(Dataset rows)
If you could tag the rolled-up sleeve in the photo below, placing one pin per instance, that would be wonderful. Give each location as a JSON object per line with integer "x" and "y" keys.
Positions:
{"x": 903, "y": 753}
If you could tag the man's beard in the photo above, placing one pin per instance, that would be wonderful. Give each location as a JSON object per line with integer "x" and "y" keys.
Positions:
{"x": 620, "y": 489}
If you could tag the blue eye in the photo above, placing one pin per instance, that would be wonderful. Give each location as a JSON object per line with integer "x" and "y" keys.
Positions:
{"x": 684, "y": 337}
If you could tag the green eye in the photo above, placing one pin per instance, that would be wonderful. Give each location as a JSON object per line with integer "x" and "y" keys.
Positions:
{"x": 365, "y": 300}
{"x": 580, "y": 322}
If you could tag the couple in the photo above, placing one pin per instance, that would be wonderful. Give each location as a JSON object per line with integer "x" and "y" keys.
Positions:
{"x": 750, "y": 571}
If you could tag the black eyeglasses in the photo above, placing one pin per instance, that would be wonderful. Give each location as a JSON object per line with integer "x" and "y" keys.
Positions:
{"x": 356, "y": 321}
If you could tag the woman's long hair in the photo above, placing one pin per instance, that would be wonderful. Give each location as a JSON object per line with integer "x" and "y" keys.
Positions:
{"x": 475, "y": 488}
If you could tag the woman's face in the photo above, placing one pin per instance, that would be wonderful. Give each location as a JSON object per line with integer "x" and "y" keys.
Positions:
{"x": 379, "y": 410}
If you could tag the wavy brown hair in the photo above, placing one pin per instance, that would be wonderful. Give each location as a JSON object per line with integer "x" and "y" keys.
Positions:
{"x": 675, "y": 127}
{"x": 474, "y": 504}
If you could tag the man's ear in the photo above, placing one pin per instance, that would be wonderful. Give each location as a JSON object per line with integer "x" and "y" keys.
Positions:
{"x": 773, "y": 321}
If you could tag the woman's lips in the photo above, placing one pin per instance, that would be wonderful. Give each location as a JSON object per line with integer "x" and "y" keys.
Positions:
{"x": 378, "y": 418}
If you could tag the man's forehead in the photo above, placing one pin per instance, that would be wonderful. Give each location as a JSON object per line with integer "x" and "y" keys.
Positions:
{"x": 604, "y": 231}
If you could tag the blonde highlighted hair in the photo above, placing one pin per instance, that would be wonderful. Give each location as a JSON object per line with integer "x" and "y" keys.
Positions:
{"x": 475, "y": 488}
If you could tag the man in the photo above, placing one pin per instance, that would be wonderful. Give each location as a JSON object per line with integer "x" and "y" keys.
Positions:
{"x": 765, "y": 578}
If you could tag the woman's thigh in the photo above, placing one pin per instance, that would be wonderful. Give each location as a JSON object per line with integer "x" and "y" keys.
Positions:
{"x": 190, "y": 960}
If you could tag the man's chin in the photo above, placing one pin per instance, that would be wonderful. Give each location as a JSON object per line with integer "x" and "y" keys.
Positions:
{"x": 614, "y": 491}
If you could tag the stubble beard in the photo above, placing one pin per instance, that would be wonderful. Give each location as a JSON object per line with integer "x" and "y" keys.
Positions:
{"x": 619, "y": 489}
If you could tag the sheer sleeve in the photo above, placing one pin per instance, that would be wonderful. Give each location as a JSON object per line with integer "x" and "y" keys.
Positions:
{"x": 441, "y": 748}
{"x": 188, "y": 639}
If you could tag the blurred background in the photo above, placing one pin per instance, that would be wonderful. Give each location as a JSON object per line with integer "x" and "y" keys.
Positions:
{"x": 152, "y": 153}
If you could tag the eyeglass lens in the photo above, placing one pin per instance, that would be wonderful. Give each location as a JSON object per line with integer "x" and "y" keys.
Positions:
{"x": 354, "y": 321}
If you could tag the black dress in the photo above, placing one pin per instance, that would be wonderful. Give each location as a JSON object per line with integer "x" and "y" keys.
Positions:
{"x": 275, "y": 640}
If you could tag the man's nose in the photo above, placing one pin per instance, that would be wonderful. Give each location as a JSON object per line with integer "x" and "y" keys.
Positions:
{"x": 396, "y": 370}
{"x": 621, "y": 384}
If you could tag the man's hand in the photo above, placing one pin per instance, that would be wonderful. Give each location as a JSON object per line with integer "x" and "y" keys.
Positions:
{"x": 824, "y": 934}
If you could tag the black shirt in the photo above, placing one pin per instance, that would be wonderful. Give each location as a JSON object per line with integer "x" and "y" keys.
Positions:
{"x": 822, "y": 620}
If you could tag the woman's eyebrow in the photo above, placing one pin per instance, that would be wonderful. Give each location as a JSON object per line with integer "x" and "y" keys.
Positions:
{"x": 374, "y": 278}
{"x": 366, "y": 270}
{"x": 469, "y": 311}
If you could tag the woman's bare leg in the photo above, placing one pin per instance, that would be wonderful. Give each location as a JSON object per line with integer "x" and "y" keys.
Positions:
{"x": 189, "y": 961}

• WHAT YOU NEED TO DO: Word for word, quote the lines from the line containing "If you could tag the stubble" through the end of the material, both included, and nothing else.

• SOLUTION TO THE PROBLEM:
If you could tag the stubble beard in the photo above, placing one pin per instance, that would be wonderful. Give each location as a JSON object per line with integer "x" and "y" keys.
Positions:
{"x": 619, "y": 489}
If you could tag the sheer sleeve in the photo above, placing one pin per instance, that would be wonderful. Give each location as a JSON object per line with integer "x" and "y" keys.
Positions:
{"x": 441, "y": 748}
{"x": 188, "y": 639}
If you could tag the blurred background in the photo above, placing one pin per instance, that would be wonderful. Give each location as a JSON object per line with integer "x" and "y" keys.
Positions:
{"x": 152, "y": 153}
If you could tag the eyeglass lens in the photo above, placing one pin per instance, that would be wonderful. Give each location as a JSON object per line with integer "x" and "y" keys.
Positions:
{"x": 354, "y": 321}
If you could tag the black dress in the photo above, placing one pin per instance, that would be wonderful. Give each location as a JSON object per line with integer "x" and "y" keys.
Positions:
{"x": 275, "y": 640}
If you could tag the man's nose in the photo above, placing one pin per instance, that would be wonderful. Give each location as a JSON object per line with integer "x" and "y" keys.
Positions:
{"x": 396, "y": 370}
{"x": 621, "y": 384}
If you could tag the man's hand in the photo above, placing one pin per instance, that would be wonderful. Give each location as a JSON object per line with integer "x" and "y" keys.
Positions:
{"x": 824, "y": 934}
If you could tag the black shirt in the photo above, placing one pin per instance, that would be wonderful. Give each location as a JSON object per line with integer "x" and "y" keys.
Positions:
{"x": 822, "y": 620}
If you could tag the woman's eyebrow in the photo above, placing one pin per instance, that would be wonderful. Give each location as a JSON object per line with integer "x" and "y" keys.
Positions:
{"x": 374, "y": 278}
{"x": 366, "y": 270}
{"x": 469, "y": 311}
If you could tag the woman's bare leg in the photo above, placing one pin per instance, that would be wonderful. Give each location as a JSON object per line with integer "x" and "y" keys.
Positions:
{"x": 189, "y": 961}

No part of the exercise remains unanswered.